Exercise goal
Pull out every line in the entries below that contains the string "green" and copy each one unchanged. Matching is case-sensitive.

######

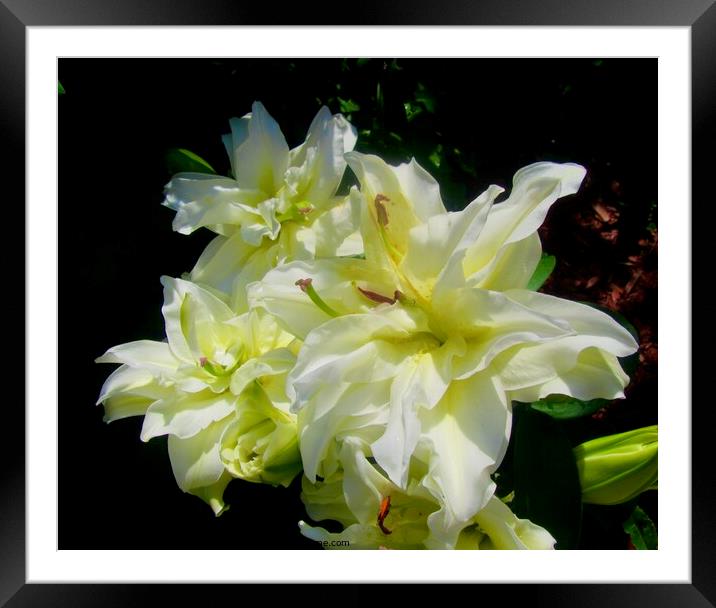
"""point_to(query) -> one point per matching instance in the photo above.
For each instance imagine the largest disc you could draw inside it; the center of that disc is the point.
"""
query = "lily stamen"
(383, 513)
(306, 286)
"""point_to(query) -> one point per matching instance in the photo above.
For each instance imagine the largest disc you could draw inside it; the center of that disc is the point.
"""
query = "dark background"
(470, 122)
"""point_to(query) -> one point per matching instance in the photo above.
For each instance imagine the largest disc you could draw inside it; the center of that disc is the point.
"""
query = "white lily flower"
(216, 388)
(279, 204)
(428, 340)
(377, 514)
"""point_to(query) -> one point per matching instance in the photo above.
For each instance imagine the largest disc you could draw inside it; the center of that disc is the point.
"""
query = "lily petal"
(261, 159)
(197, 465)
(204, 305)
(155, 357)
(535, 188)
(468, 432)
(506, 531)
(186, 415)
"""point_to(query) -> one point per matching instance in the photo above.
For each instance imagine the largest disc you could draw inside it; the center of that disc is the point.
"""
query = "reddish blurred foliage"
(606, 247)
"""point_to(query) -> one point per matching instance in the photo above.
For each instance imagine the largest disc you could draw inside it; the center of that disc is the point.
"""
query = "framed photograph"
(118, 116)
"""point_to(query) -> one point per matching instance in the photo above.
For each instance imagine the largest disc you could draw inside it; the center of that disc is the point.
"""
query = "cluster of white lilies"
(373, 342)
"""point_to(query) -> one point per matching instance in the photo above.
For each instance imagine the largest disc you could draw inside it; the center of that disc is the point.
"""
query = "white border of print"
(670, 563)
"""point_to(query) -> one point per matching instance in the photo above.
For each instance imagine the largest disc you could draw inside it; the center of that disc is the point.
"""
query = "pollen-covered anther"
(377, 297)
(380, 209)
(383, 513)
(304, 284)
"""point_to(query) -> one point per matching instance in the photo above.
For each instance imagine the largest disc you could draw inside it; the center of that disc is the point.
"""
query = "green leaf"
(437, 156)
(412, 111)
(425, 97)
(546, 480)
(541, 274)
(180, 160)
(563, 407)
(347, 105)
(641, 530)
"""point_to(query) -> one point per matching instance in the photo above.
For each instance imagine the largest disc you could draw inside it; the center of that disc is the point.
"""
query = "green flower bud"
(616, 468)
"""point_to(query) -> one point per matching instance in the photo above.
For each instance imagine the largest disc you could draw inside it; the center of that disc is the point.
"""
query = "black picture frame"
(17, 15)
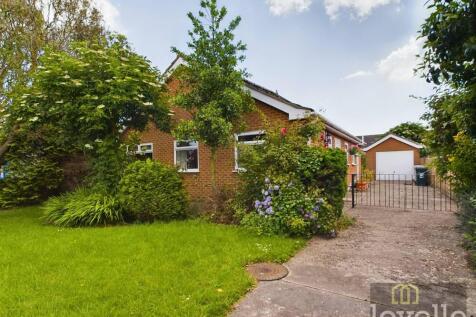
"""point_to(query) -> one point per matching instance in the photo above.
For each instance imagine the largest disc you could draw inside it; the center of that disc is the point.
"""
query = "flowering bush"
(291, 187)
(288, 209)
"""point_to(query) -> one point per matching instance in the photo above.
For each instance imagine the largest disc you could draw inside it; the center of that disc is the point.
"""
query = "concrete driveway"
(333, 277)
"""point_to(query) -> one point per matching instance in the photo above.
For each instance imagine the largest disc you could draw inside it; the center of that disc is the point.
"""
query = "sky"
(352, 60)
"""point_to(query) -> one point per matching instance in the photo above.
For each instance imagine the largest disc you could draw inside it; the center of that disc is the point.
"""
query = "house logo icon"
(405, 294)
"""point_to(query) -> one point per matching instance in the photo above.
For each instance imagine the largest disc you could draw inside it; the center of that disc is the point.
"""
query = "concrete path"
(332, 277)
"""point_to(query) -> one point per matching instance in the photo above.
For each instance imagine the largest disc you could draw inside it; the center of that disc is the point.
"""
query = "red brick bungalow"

######

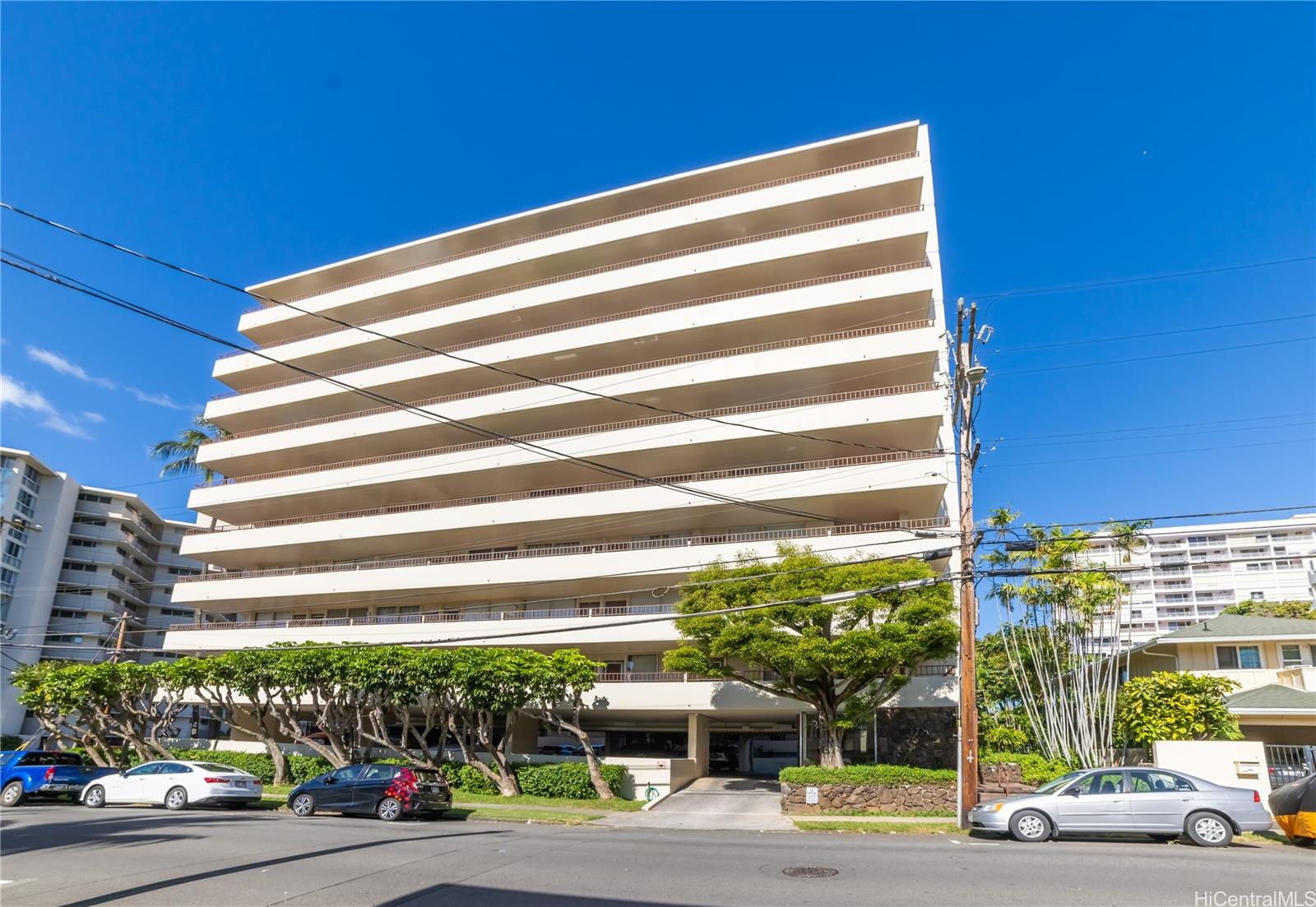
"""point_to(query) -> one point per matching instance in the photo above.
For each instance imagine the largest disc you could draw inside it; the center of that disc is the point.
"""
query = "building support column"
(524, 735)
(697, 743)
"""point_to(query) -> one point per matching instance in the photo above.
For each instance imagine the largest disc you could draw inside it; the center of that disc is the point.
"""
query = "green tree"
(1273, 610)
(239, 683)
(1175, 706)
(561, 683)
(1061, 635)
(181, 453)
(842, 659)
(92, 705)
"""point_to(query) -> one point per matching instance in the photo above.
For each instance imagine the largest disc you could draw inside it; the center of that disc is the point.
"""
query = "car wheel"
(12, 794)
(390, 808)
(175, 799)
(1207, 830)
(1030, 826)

######

Final answer
query = "green leaf"
query = "green flower bud"
query = "green tree"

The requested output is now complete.